RECORDS TO USE »
--------

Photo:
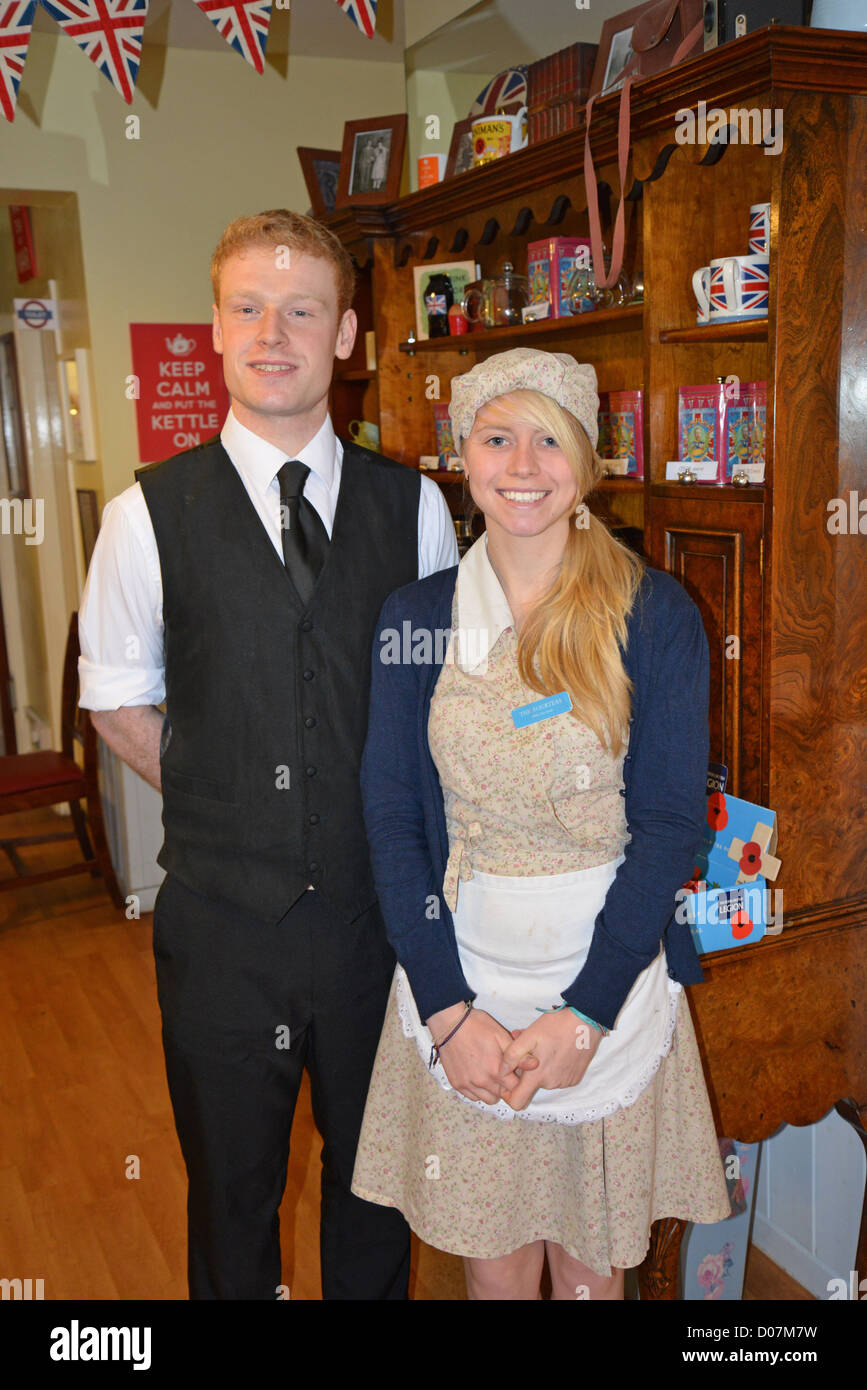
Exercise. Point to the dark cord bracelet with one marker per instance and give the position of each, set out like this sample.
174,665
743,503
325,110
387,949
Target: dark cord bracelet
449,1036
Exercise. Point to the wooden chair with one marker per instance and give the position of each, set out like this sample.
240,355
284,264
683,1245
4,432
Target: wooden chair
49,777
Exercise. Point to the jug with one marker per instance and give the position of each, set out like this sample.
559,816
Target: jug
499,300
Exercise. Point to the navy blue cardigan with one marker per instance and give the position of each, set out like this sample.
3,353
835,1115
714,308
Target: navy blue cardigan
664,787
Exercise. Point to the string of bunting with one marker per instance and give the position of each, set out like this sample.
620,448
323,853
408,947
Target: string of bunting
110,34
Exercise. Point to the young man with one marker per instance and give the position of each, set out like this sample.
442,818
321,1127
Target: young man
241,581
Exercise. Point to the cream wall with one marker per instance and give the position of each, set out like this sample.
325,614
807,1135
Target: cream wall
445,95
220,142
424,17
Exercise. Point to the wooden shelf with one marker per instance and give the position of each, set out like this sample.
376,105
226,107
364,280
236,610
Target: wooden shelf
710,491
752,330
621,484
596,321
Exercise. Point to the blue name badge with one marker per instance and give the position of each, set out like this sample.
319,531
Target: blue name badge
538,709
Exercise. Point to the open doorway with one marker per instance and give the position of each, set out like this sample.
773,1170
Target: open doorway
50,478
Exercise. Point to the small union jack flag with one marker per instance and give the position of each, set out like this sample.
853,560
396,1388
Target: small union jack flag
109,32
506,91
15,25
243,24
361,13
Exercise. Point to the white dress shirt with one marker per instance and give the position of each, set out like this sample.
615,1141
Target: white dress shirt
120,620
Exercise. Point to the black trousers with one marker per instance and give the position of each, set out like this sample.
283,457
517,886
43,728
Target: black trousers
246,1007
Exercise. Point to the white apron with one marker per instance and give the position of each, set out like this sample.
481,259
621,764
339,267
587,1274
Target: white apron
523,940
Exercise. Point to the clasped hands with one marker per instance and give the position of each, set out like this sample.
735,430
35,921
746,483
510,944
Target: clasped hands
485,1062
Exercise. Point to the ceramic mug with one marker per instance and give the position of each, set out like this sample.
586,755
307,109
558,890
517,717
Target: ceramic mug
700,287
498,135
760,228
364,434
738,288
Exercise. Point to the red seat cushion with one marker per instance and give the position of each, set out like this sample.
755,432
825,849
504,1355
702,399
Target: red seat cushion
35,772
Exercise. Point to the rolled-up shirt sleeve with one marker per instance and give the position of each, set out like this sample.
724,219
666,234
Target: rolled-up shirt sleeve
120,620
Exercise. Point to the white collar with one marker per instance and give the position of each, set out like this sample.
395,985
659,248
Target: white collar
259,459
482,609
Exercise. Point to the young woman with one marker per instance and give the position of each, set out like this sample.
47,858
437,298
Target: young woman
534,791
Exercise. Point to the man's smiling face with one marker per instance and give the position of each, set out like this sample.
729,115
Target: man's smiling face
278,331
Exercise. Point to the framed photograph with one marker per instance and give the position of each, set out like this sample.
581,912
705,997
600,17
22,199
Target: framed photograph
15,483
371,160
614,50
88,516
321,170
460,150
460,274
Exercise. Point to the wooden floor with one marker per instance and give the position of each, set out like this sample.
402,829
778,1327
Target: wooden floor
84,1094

--------

EXERCISE » The copy you write must hold every record verbatim and none of the pictures.

COMPLETED TASK »
Photo:
Exercise. Point to the dark cord bracelet with one marker per instance and give the position of each, set out like this sample.
174,665
743,503
325,110
387,949
Target: dark cord bracelet
449,1036
Exercise. Point to the wooden chair with one marker per instance and give the position of each, set out like this sample.
240,355
284,264
683,1245
4,432
Target: wooden chair
49,777
Exercise. Point to the jug with one marker per instance and give the position of each, set out like this sample.
559,816
Target: jug
499,300
Exercise. Point to the navy blue cardigan with one marker per instance and give the position of each, set out like this sample.
3,353
835,1115
714,308
Target: navy blue cardigan
664,787
Exercise. Point to the string of bunting with one marker per instance and give the position of each, set out like this sample.
620,448
323,853
408,947
Target: string of bunting
110,34
Exercise. Point to the young man with one marker per instance and give the position of each, set out like this sample.
442,818
321,1127
Target: young man
241,581
Exercise. Point to the cream wall with one marker per instance and give the position of each, set out like this sample.
325,614
807,1135
Target: cream wall
445,95
220,142
424,17
Exercise. Point to the wooden shelf with one marker per instance and give the position of each, set out like this sample.
376,105
226,107
364,280
236,610
Target: wooden shelf
710,491
752,330
621,484
596,321
Exercise. Point to the blue name badge with one marker per instance and give the position of each, set out like this sample.
319,531
Target: blue name badge
538,709
Exercise. Point to the open doorway with one marker per instance and give the position of each, set out like this sample.
773,1170
Target: open doorway
50,478
Exercise. Point to the small union jack flag with one marker per instance and give the position of each, set out like this sample.
853,560
396,1388
Target: small union jack flag
109,32
506,91
15,25
243,24
361,13
Exercise. Point to the white dress shirt with one marker per instance and give the position of each, set out like this sample.
615,1141
Target: white dress shirt
120,620
Exercise. Point to the black trousers with one marker per instance and give the position of each, set out like this sample.
283,457
517,886
43,728
Target: black trousers
246,1007
Exercise. Point to the white apron with one marker per instance and give the position of each, set out like this sample.
481,259
621,764
339,267
587,1274
Target: white apron
523,940
Exercise. Point to the clasped hands with one marker per instance and give the position of each, set out like this sample.
735,430
35,921
746,483
510,944
Target: clasped hands
485,1062
Exercise. Point to the ceramic mug with one marker per instance and give the position of each, set out like this sample.
586,755
307,109
558,890
517,717
Target: ceramic mug
700,287
498,135
760,228
364,434
738,288
Exercise. Point to the red seat cushion with one marker per instance and give the position of each, set out like this sample.
755,432
825,849
504,1355
702,399
Target: red seat cushion
35,772
Exercise. Point to the rolled-up shirt sleeve with one marker per instance and give the position of each, set out like this sample.
724,219
666,234
Target: rolled-up shirt sleeve
120,620
Exercise. Point to the white collar with one marker per instance and give the position of each, set out like this sample.
395,985
659,248
Target: white collar
259,459
482,609
Exercise. Point to the young woman with one marker per instance and give the position of each, set out like this sample.
47,858
437,298
Target: young woman
534,791
Exercise. Point to the man's smiling face with one marker per instance and give the position of each, set out like this sample.
729,115
Target: man's smiling face
278,331
Exercise. Point to the framed photograph with one marker per instance and give the position of each, set out like this sample.
581,912
705,997
600,17
22,199
Target: framed photograph
15,483
371,160
614,50
88,516
321,170
460,150
460,274
Exercise. Point to the wooden floor with one marker per instance and give the position of each, set out like this sample.
402,829
778,1327
Target: wooden floor
84,1094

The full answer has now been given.